Stated problem. How many lines in the listing below contain the string "concrete"? Case counts; reply with the number alone.

Listing of labeled points.
Start
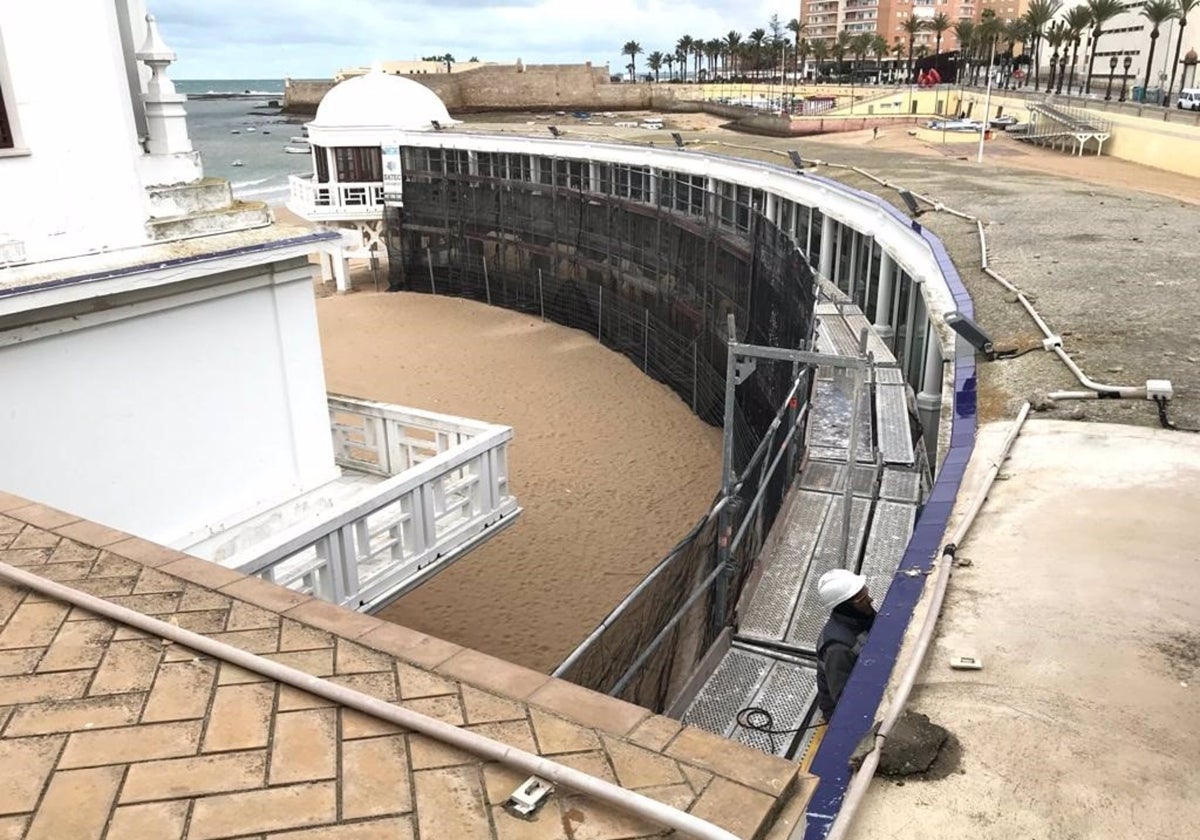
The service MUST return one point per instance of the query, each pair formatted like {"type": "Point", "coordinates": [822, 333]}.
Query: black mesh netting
{"type": "Point", "coordinates": [655, 285]}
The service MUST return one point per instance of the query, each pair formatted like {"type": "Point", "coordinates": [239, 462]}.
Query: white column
{"type": "Point", "coordinates": [930, 396]}
{"type": "Point", "coordinates": [827, 235]}
{"type": "Point", "coordinates": [883, 299]}
{"type": "Point", "coordinates": [341, 269]}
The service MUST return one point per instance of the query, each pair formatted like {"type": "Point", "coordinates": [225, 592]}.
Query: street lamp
{"type": "Point", "coordinates": [1128, 61]}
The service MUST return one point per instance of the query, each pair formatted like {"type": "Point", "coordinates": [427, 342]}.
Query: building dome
{"type": "Point", "coordinates": [377, 100]}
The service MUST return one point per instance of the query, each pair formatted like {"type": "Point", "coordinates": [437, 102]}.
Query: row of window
{"type": "Point", "coordinates": [856, 259]}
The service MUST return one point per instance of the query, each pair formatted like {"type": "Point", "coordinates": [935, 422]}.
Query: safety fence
{"type": "Point", "coordinates": [657, 286]}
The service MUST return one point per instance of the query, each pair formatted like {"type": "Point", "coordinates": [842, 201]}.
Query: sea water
{"type": "Point", "coordinates": [219, 107]}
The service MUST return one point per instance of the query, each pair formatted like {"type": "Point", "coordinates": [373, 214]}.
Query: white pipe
{"type": "Point", "coordinates": [862, 780]}
{"type": "Point", "coordinates": [465, 739]}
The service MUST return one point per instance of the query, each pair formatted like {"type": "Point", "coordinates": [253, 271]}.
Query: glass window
{"type": "Point", "coordinates": [358, 163]}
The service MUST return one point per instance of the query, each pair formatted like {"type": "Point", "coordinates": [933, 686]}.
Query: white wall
{"type": "Point", "coordinates": [78, 187]}
{"type": "Point", "coordinates": [167, 423]}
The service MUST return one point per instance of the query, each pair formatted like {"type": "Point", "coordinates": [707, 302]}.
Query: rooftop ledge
{"type": "Point", "coordinates": [255, 246]}
{"type": "Point", "coordinates": [151, 730]}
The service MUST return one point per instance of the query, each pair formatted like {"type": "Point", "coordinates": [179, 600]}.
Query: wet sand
{"type": "Point", "coordinates": [610, 467]}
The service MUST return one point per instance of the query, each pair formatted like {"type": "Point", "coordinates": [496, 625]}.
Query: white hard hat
{"type": "Point", "coordinates": [838, 586]}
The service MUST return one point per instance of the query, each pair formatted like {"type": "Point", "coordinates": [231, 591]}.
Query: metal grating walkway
{"type": "Point", "coordinates": [745, 678]}
{"type": "Point", "coordinates": [771, 663]}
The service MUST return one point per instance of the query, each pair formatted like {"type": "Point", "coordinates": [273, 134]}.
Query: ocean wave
{"type": "Point", "coordinates": [238, 186]}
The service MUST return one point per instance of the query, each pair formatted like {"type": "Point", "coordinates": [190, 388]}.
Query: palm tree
{"type": "Point", "coordinates": [795, 27]}
{"type": "Point", "coordinates": [713, 49]}
{"type": "Point", "coordinates": [654, 61]}
{"type": "Point", "coordinates": [880, 48]}
{"type": "Point", "coordinates": [820, 53]}
{"type": "Point", "coordinates": [1037, 17]}
{"type": "Point", "coordinates": [1079, 19]}
{"type": "Point", "coordinates": [683, 49]}
{"type": "Point", "coordinates": [965, 34]}
{"type": "Point", "coordinates": [732, 41]}
{"type": "Point", "coordinates": [991, 29]}
{"type": "Point", "coordinates": [631, 49]}
{"type": "Point", "coordinates": [756, 37]}
{"type": "Point", "coordinates": [1102, 11]}
{"type": "Point", "coordinates": [1181, 7]}
{"type": "Point", "coordinates": [1055, 36]}
{"type": "Point", "coordinates": [911, 28]}
{"type": "Point", "coordinates": [898, 52]}
{"type": "Point", "coordinates": [803, 49]}
{"type": "Point", "coordinates": [1157, 12]}
{"type": "Point", "coordinates": [940, 23]}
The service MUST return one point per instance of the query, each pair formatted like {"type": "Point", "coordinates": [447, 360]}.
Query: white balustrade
{"type": "Point", "coordinates": [448, 490]}
{"type": "Point", "coordinates": [331, 201]}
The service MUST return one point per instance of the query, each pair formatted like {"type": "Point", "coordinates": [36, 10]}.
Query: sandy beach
{"type": "Point", "coordinates": [610, 467]}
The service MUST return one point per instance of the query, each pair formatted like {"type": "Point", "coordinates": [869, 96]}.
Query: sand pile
{"type": "Point", "coordinates": [610, 466]}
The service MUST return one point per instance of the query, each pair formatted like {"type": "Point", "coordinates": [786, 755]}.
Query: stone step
{"type": "Point", "coordinates": [181, 199]}
{"type": "Point", "coordinates": [238, 216]}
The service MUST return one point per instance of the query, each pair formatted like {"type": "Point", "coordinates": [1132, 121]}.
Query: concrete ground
{"type": "Point", "coordinates": [1077, 591]}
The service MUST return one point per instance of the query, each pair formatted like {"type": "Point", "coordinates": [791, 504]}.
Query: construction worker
{"type": "Point", "coordinates": [851, 616]}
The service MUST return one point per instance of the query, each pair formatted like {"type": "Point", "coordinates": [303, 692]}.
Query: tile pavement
{"type": "Point", "coordinates": [108, 732]}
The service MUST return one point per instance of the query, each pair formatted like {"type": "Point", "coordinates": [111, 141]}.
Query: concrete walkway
{"type": "Point", "coordinates": [1081, 601]}
{"type": "Point", "coordinates": [107, 732]}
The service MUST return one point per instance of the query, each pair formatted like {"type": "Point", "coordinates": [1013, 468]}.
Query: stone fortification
{"type": "Point", "coordinates": [510, 88]}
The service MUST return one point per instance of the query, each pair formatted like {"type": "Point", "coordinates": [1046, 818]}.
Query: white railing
{"type": "Point", "coordinates": [448, 491]}
{"type": "Point", "coordinates": [312, 199]}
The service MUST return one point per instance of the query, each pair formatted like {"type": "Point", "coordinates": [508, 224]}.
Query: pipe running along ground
{"type": "Point", "coordinates": [862, 780]}
{"type": "Point", "coordinates": [471, 742]}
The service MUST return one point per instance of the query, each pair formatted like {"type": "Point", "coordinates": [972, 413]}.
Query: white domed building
{"type": "Point", "coordinates": [355, 160]}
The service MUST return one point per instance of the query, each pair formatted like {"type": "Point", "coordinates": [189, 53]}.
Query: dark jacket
{"type": "Point", "coordinates": [838, 648]}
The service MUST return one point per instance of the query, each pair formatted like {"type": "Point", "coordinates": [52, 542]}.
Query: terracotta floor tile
{"type": "Point", "coordinates": [733, 807]}
{"type": "Point", "coordinates": [304, 747]}
{"type": "Point", "coordinates": [33, 625]}
{"type": "Point", "coordinates": [157, 820]}
{"type": "Point", "coordinates": [131, 743]}
{"type": "Point", "coordinates": [127, 666]}
{"type": "Point", "coordinates": [76, 804]}
{"type": "Point", "coordinates": [78, 645]}
{"type": "Point", "coordinates": [195, 775]}
{"type": "Point", "coordinates": [375, 778]}
{"type": "Point", "coordinates": [240, 718]}
{"type": "Point", "coordinates": [556, 735]}
{"type": "Point", "coordinates": [389, 828]}
{"type": "Point", "coordinates": [483, 707]}
{"type": "Point", "coordinates": [450, 804]}
{"type": "Point", "coordinates": [70, 715]}
{"type": "Point", "coordinates": [35, 757]}
{"type": "Point", "coordinates": [274, 809]}
{"type": "Point", "coordinates": [180, 691]}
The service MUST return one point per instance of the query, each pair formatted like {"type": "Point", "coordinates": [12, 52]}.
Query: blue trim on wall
{"type": "Point", "coordinates": [857, 708]}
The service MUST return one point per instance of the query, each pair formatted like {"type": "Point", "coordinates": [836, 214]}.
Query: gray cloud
{"type": "Point", "coordinates": [268, 39]}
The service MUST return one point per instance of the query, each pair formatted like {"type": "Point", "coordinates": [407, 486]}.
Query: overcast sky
{"type": "Point", "coordinates": [312, 39]}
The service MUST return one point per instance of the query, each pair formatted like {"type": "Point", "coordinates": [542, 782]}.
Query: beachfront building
{"type": "Point", "coordinates": [160, 360]}
{"type": "Point", "coordinates": [345, 191]}
{"type": "Point", "coordinates": [669, 255]}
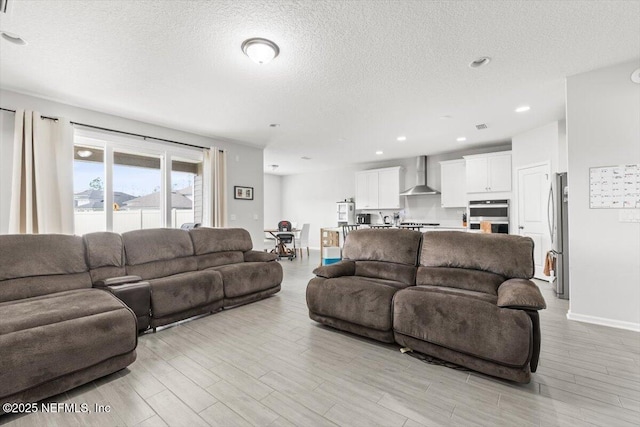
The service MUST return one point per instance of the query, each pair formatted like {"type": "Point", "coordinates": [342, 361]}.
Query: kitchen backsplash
{"type": "Point", "coordinates": [422, 208]}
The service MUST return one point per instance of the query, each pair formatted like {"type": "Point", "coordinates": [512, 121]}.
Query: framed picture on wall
{"type": "Point", "coordinates": [243, 193]}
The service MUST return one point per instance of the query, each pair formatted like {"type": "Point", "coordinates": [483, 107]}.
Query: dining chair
{"type": "Point", "coordinates": [303, 240]}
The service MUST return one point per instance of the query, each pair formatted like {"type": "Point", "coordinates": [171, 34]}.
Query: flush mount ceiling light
{"type": "Point", "coordinates": [13, 38]}
{"type": "Point", "coordinates": [479, 62]}
{"type": "Point", "coordinates": [260, 51]}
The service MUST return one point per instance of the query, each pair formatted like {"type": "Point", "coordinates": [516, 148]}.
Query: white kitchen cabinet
{"type": "Point", "coordinates": [488, 173]}
{"type": "Point", "coordinates": [379, 188]}
{"type": "Point", "coordinates": [453, 187]}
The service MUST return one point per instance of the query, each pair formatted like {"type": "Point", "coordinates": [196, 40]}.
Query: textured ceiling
{"type": "Point", "coordinates": [350, 78]}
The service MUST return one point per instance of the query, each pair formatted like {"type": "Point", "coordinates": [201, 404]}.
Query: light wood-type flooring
{"type": "Point", "coordinates": [268, 364]}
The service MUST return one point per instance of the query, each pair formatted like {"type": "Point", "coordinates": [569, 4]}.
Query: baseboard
{"type": "Point", "coordinates": [630, 326]}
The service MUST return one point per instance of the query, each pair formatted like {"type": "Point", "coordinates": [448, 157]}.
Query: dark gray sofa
{"type": "Point", "coordinates": [199, 271]}
{"type": "Point", "coordinates": [56, 331]}
{"type": "Point", "coordinates": [471, 301]}
{"type": "Point", "coordinates": [356, 294]}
End
Exercise answer. 2